== Treść zadania ==
Odszukaj poniżej wszystkie wiersze zawierające słowo „wing” i przepisz każdy z nich. Wielkość liter ma znaczenie.
───── Dane do wykorzystania
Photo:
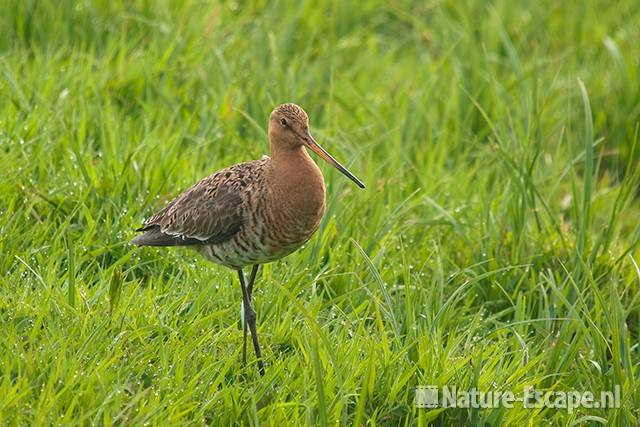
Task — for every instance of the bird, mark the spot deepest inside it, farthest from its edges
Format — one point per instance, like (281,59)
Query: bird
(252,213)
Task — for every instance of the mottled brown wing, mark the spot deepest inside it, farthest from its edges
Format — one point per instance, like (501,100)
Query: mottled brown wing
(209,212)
──────────
───── Dane do wykorzystania
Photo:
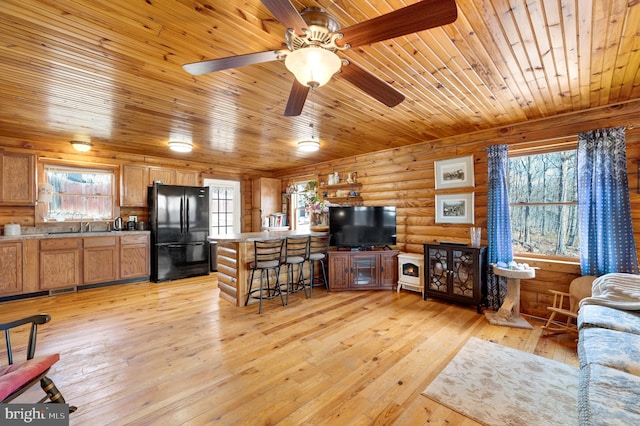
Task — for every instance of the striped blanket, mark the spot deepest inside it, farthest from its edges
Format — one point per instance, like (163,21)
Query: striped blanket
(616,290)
──────────
== Oczekiwana odpowiedź ==
Task — for every instance of the mottled brown wing, mark the spot deepest inside it, farthest from its edges
Query: mottled brown wing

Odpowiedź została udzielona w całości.